INSTRUCTIONS TO FOLLOW: Rewrite every line of the material between the line containing "Request = locate the shirtless" and the end of the material, inclusive. Shift each answer coordinate by adding 91 to both of its numbers, and keep every other line the same.
---------- TASK INPUTS
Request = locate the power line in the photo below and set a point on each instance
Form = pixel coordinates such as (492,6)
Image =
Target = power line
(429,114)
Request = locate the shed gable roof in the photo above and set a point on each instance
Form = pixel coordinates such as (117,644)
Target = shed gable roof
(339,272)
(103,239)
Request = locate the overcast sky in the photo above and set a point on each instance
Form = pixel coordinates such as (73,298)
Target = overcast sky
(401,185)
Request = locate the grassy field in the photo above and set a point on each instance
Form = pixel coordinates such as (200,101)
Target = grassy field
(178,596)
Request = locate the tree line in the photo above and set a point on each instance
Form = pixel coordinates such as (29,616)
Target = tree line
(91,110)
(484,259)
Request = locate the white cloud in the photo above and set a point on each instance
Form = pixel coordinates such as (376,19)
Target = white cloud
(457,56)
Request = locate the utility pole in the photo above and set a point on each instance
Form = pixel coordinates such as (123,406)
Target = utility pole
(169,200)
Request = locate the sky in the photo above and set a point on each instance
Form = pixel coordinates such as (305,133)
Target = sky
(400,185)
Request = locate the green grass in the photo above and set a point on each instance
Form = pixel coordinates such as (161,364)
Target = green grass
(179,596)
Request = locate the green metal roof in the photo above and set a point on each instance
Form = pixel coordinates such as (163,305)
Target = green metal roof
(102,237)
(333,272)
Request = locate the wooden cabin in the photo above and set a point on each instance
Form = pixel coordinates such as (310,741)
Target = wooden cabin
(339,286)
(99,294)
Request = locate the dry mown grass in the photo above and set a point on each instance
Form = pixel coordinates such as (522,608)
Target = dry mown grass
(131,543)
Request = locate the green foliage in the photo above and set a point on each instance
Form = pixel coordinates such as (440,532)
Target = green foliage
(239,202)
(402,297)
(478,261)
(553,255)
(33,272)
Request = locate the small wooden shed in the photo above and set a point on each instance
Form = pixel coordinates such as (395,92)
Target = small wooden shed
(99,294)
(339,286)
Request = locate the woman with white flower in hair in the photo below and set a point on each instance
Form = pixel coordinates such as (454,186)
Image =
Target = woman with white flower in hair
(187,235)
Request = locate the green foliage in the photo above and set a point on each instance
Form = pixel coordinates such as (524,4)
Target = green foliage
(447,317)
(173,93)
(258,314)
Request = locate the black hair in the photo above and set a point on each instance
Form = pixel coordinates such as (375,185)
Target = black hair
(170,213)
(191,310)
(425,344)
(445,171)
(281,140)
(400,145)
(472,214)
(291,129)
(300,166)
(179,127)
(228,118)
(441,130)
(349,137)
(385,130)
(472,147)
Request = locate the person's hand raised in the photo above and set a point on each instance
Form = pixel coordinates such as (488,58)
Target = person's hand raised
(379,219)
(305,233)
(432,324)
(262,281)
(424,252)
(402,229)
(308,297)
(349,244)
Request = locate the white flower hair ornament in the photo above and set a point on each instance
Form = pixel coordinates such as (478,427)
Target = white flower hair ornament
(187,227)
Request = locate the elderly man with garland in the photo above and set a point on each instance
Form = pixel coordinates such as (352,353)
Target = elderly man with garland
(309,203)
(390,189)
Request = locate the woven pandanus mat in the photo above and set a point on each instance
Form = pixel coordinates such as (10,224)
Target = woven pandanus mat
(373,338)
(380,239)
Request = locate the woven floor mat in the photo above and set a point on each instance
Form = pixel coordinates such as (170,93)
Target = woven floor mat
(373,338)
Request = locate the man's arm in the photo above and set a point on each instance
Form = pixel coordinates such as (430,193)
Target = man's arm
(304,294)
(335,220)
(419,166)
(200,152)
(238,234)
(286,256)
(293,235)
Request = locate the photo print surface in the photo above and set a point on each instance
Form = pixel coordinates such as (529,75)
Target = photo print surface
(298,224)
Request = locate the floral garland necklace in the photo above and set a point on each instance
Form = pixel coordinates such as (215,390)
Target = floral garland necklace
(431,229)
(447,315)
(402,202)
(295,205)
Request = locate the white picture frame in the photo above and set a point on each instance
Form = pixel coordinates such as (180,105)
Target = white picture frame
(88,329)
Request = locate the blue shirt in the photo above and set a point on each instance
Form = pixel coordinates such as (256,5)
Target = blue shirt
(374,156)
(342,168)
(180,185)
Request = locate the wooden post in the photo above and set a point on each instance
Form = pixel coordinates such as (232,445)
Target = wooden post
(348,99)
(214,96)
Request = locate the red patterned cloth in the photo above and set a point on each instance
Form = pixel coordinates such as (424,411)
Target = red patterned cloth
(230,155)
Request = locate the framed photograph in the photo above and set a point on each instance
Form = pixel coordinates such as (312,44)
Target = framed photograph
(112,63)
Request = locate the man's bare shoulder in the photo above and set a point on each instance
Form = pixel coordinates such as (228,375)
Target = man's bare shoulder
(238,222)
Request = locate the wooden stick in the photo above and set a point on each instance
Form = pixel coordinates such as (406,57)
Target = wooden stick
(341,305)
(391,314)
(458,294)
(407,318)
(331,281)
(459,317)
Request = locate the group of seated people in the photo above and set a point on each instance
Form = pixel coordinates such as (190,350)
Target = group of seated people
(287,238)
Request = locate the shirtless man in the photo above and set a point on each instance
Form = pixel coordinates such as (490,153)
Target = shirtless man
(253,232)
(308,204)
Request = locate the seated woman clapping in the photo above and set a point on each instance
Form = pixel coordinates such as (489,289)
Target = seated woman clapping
--------------------
RESPONSE:
Request = locate the shirtless man in the photo above and set a point on each instance
Form = pixel coordinates such as (490,153)
Target = shirtless man
(344,323)
(399,295)
Request = locate the seated woman clapping in the photo above and set a point on each instance
Form = pixel coordinates such as (489,289)
Target = seated woman clapping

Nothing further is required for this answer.